## Work instruction 1
Decide whether each statement below agrees with the Sabah study abstract, answering yes or no and quoting the deciding words of the abstract: (a) The study examined the northern part of the deepwater NW Sabah fold-thrust belt. (b) Top seal integrity was one of the four critical geological risk elements analyzed. (c) The study holds that its findings need no further confirmation from drilling.
## Work instruction 2
Reproduce the part of the Sabah study abstract starting with "Abdullah, Siti Aishah" and going on through "Asraf (JX Nippon Oil & Gas Exploration Deepwater Sabah Limited)".

Abdullah, Siti Aishah (JX Nippon Oil & Gas Exploration Deepwater Sabah Limited) | Barker, Steven M. (JX Nippon Oil & Gas Exploration Deepwater Sabah Limited) | Jong, John (JX Nippon Oil & Gas Exploration Deepwater Sabah Limited) | Watanabe, Yoshiaki (JX Nippon Oil & Gas Exploration Deepwater Sabah Limited) | Bakar, Dayang Aimi Nuraini Awang (JX Nippon Oil & Gas Exploration Deepwater Sabah Limited) | Khamis, Mohd. Asraf (JX Nippon Oil & Gas Exploration Deepwater Sabah Limited)
This study presents a play-based evaluation of the southern part of the deepwater NW Sabah fold-thrust belt, a key exploration area in Malaysia. The key objective was adding value to the existing database through an integrated approach. This goal was achieved by analysing four critical geological risk elements: reservoir presence, structural evolution, top seal integrity, and timing of hydrocarbon charge and migration, to identify prospective areas for future exploration by integrating all available geological, geophysical and geochemical information into a consistent petroleum system framework. Using the basin-play-prospect maturation workflow, data spanning the geophysical domain (with inputs such as seismic evaluation, structural mapping and attribute analysis) to the geological realm (such as well correlations, fairway mapping, sedimentological studies, biostratigraphic investigations and source rock maturation modelling), are combined with structural kinematic evolution to generate detailed play-based element maps. The application of the tried and tested play-based evaluation methodology from basin evaluation through to prospect maturation has been carried out. This has led to a comprehensive play element analysis yielding a composite risk segment map within a consistent petroleum system framework. In addition, the study has provided sensible explanations for dry hole analysis, an important reality check, but most importantly it has generated a fresh insight into the overall prospectivity of the study area. This enhanced multi-discipline analysis is beneficial for reducing exploration risk for future expenditure in a time of depressed oil prices that calls for a more innovative approach for deepwater exploration. In summary, integration of available data and the application of new in-house ideas and solid geoscientific knowledge has added value through the generation of increased prospectivity, however for further ground-truthing the real litmus test has to come from future drilling.

Extracted data entries:
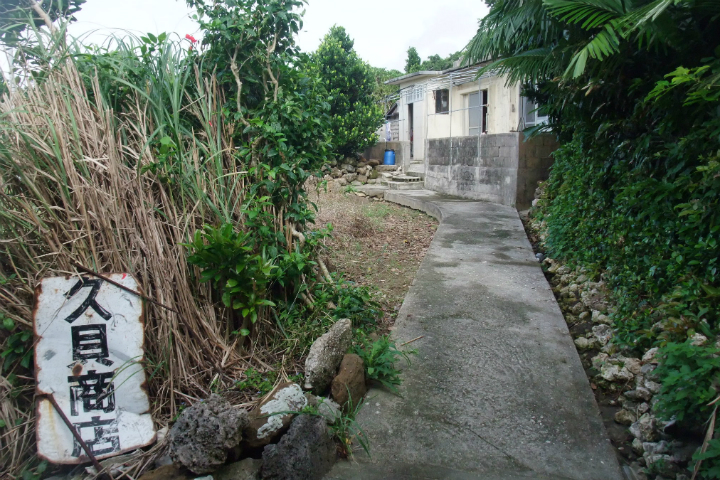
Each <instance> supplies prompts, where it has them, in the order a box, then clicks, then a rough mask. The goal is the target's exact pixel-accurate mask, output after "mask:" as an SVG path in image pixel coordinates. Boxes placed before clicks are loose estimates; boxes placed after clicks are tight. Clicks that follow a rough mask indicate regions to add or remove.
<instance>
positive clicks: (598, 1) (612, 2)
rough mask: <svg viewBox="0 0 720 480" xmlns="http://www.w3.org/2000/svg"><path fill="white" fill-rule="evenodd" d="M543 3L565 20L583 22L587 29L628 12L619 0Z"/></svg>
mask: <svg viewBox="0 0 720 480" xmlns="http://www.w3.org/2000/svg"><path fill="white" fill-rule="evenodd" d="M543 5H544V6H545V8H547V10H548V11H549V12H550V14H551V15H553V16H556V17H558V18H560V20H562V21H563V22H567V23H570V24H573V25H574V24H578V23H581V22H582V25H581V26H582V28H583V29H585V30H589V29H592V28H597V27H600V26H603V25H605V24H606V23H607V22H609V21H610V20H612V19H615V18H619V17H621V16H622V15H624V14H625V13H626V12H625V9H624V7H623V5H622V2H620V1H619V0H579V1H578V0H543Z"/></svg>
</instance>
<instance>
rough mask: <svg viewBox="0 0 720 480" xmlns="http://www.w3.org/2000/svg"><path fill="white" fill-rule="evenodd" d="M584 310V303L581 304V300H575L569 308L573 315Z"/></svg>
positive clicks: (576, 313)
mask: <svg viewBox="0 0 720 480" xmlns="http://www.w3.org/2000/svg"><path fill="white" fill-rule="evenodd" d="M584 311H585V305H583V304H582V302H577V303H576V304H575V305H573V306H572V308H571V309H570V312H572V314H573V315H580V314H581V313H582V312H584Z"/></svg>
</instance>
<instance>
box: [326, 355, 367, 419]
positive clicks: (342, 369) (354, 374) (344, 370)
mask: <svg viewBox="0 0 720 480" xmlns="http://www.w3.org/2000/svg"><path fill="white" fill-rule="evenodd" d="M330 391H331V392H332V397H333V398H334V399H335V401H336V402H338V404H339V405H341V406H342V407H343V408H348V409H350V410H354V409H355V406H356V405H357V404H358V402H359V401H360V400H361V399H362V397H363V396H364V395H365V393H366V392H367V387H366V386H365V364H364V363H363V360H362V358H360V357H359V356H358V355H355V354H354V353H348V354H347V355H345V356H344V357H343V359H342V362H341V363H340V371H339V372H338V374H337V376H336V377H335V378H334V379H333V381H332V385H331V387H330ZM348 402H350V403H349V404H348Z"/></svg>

* * *

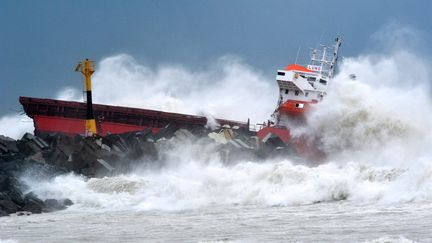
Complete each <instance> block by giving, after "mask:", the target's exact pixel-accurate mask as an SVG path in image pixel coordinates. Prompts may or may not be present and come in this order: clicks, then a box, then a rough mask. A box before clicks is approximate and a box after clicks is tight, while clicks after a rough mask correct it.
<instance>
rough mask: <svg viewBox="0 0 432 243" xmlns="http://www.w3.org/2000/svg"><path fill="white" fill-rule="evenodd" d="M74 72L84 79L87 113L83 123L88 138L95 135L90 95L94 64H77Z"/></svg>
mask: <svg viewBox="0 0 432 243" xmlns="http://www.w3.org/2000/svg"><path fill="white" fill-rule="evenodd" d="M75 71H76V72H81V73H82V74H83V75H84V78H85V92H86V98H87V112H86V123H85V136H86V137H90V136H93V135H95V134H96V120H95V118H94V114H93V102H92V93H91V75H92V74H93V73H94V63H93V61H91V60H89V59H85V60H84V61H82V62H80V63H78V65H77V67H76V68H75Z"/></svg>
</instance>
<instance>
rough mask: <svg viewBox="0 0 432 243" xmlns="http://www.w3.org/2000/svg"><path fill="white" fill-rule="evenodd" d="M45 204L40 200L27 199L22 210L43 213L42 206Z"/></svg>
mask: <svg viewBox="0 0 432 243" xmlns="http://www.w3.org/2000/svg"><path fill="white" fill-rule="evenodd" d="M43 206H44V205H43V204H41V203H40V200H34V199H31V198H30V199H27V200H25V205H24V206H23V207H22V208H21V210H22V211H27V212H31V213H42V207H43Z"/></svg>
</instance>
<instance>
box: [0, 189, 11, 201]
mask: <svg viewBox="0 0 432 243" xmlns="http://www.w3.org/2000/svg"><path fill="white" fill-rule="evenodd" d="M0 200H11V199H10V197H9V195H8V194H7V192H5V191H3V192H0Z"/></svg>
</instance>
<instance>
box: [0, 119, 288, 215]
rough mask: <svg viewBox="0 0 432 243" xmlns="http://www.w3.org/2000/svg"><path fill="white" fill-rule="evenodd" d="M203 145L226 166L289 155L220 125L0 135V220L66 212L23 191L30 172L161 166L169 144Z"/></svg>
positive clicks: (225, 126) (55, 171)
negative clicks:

---

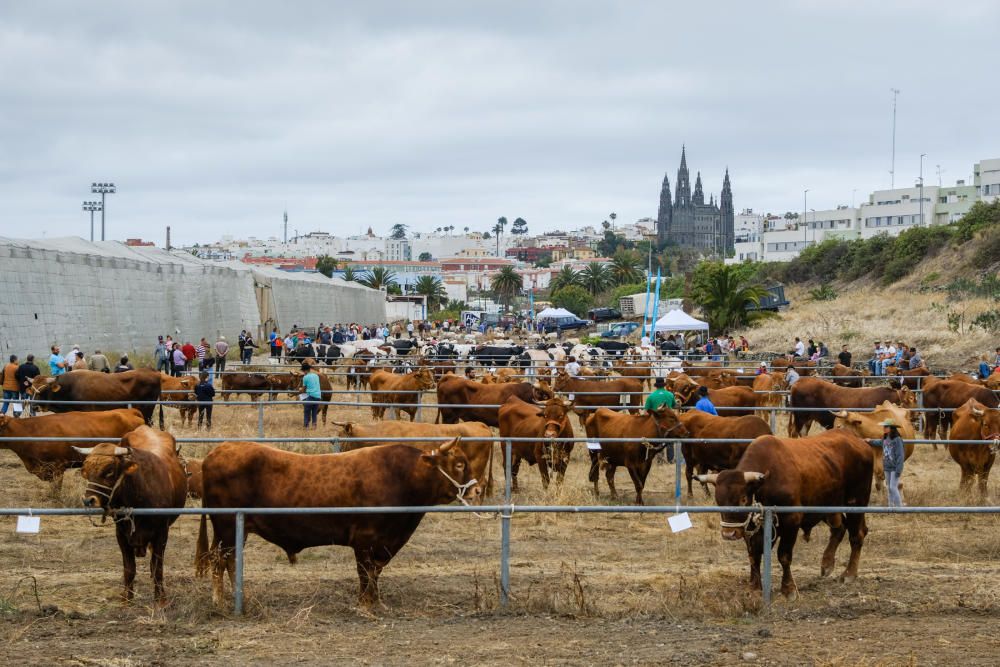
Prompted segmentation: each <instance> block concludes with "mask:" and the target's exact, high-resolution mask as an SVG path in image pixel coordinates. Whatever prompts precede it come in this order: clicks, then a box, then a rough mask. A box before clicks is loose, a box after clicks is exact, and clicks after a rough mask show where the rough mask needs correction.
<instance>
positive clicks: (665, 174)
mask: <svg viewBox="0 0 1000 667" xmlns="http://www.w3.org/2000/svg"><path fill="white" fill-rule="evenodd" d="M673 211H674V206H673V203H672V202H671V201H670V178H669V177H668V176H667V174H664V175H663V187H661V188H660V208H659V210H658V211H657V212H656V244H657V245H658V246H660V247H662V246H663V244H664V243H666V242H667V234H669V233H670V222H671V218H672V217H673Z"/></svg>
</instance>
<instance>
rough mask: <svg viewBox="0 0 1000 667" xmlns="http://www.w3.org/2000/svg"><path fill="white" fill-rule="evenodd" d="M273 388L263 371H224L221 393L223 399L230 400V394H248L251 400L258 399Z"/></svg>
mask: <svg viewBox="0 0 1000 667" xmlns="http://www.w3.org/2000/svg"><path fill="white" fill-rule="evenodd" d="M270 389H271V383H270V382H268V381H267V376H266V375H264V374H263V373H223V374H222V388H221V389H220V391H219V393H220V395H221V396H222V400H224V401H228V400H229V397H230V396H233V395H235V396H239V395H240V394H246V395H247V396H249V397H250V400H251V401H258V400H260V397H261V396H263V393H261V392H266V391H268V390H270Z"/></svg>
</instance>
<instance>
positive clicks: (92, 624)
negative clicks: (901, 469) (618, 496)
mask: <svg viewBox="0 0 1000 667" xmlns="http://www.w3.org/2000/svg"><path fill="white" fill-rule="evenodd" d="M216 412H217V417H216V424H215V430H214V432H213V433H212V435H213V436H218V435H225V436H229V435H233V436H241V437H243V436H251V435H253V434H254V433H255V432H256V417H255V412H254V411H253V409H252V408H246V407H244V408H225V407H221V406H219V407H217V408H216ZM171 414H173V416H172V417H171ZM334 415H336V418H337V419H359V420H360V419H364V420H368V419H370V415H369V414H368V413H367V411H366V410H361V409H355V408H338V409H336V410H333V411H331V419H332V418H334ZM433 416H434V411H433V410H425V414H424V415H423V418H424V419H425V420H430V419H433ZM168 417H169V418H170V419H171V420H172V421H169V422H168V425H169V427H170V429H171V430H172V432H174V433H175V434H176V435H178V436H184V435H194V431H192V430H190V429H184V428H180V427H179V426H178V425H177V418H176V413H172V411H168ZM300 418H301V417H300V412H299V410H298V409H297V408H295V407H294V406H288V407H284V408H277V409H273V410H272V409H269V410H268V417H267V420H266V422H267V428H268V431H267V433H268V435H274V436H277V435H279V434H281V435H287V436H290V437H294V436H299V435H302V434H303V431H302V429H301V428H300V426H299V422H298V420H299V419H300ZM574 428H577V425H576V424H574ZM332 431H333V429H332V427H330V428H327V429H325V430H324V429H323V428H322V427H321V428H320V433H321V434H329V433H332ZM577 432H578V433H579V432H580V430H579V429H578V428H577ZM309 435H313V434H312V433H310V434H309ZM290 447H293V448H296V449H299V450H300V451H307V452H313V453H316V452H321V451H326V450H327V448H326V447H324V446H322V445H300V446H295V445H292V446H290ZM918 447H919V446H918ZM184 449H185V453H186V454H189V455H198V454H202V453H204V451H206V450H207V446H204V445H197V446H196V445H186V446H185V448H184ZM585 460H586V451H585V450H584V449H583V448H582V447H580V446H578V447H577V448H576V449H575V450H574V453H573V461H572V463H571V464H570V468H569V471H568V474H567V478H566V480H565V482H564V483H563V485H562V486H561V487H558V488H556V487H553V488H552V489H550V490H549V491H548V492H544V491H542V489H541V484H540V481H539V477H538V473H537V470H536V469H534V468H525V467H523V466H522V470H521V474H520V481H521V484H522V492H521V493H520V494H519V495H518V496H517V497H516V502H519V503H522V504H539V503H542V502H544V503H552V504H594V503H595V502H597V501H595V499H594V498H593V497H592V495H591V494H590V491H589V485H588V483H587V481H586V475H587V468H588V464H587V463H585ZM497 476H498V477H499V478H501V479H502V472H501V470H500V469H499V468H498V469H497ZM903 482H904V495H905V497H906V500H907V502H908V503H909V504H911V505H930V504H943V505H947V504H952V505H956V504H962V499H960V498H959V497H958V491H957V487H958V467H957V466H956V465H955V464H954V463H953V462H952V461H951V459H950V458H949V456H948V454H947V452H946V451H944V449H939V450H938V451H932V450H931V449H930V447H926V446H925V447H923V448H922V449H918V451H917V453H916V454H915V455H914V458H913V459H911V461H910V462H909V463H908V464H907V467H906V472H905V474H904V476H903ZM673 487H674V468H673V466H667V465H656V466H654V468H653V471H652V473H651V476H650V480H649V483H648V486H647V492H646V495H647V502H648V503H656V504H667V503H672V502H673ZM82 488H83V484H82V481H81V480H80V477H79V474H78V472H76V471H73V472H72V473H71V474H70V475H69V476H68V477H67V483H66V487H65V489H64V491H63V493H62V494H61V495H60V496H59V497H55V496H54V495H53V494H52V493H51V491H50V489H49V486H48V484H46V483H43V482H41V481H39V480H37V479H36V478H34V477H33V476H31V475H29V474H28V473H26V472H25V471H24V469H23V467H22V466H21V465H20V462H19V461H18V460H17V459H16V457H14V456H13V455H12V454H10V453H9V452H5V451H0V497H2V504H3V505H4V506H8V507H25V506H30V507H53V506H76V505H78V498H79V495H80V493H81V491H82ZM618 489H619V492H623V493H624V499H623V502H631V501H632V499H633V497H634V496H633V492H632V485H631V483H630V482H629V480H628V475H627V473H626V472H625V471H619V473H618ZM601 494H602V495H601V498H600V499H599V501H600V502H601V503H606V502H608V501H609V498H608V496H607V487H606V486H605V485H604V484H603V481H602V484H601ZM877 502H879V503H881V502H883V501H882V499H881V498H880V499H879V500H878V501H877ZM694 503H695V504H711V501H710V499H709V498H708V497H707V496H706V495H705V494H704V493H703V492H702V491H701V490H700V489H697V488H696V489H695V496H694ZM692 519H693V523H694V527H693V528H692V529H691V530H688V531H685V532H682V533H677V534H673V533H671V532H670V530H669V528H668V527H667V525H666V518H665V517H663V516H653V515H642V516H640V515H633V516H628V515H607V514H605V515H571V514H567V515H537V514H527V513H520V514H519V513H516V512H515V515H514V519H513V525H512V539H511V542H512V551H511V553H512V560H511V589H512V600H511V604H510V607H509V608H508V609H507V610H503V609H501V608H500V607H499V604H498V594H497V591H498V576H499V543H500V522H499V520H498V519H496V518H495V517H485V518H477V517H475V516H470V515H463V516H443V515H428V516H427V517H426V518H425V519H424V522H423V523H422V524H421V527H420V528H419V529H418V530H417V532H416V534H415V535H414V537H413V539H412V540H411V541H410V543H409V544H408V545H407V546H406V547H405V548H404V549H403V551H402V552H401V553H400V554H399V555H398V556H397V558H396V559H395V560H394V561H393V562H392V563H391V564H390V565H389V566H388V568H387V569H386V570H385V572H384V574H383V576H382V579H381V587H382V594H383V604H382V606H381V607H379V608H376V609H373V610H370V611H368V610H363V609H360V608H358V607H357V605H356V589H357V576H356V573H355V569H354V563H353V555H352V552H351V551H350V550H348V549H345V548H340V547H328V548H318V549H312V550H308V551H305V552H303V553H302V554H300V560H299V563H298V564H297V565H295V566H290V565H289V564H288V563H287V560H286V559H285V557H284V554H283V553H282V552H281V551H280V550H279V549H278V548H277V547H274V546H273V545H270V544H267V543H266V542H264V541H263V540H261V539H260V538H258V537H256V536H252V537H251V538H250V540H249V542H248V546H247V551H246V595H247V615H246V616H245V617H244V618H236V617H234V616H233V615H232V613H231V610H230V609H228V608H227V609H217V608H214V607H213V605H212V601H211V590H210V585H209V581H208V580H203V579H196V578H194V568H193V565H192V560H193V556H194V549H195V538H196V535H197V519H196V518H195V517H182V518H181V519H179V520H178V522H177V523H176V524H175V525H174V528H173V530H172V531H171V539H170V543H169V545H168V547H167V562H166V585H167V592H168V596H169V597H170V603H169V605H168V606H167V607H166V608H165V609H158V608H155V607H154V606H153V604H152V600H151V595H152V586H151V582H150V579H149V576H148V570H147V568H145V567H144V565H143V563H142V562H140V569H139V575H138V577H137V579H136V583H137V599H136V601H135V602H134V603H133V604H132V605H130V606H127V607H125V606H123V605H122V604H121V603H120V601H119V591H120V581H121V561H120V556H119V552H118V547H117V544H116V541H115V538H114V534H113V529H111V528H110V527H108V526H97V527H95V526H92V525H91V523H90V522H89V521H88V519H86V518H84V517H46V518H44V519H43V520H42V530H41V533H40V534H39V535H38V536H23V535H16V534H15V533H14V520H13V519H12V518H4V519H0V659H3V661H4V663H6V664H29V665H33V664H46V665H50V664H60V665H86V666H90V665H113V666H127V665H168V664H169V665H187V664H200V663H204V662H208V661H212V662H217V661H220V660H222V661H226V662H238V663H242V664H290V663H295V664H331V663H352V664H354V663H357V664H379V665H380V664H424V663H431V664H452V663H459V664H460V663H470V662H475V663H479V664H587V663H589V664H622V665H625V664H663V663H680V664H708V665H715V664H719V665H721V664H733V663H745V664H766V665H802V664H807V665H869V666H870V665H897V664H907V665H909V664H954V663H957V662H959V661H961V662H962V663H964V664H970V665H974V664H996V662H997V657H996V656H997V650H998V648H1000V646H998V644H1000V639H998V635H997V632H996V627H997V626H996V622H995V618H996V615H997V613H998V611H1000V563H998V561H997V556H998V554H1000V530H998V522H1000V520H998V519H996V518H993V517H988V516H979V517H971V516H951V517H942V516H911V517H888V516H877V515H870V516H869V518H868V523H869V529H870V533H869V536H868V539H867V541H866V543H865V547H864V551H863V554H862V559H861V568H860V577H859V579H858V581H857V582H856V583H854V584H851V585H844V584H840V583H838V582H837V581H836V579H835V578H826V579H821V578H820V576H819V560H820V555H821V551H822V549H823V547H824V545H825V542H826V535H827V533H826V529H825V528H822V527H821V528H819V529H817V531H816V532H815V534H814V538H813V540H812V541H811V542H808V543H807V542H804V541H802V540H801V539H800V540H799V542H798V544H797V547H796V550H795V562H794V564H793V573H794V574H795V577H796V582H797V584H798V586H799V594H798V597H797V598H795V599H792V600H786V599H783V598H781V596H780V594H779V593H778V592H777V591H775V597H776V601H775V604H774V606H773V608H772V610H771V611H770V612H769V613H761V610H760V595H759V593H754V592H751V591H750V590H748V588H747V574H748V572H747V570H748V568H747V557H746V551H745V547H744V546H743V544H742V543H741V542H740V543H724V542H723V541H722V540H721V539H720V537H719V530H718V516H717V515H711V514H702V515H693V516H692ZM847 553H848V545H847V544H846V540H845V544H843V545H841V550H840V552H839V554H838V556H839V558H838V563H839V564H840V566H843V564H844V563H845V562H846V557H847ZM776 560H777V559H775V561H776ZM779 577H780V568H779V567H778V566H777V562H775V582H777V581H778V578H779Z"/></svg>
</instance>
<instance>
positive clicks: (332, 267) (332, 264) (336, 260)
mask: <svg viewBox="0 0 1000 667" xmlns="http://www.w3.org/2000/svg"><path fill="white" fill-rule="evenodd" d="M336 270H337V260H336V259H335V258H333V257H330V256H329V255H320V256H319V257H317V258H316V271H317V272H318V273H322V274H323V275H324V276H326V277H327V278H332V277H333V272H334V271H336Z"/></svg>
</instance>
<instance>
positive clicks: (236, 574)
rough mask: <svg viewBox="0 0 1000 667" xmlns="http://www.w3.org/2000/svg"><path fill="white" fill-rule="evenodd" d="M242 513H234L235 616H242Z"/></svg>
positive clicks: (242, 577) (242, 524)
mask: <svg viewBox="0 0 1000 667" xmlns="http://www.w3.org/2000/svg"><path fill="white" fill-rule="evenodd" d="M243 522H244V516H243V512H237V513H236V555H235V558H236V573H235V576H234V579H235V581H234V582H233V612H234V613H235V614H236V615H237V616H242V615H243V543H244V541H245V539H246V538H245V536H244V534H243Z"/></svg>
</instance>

## Your response 1
(a) No: "the southern part of the deepwater NW Sabah fold-thrust belt"
(b) Yes: "reservoir presence, structural evolution, top seal integrity, and timing of hydrocarbon charge and migration"
(c) No: "for further ground-truthing the real litmus test has to come from future drilling"

## Your response 2
Abdullah, Siti Aishah (JX Nippon Oil & Gas Exploration Deepwater Sabah Limited) | Barker, Steven M. (JX Nippon Oil & Gas Exploration Deepwater Sabah Limited) | Jong, John (JX Nippon Oil & Gas Exploration Deepwater Sabah Limited) | Watanabe, Yoshiaki (JX Nippon Oil & Gas Exploration Deepwater Sabah Limited) | Bakar, Dayang Aimi Nuraini Awang (JX Nippon Oil & Gas Exploration Deepwater Sabah Limited) | Khamis, Mohd. Asraf (JX Nippon Oil & Gas Exploration Deepwater Sabah Limited)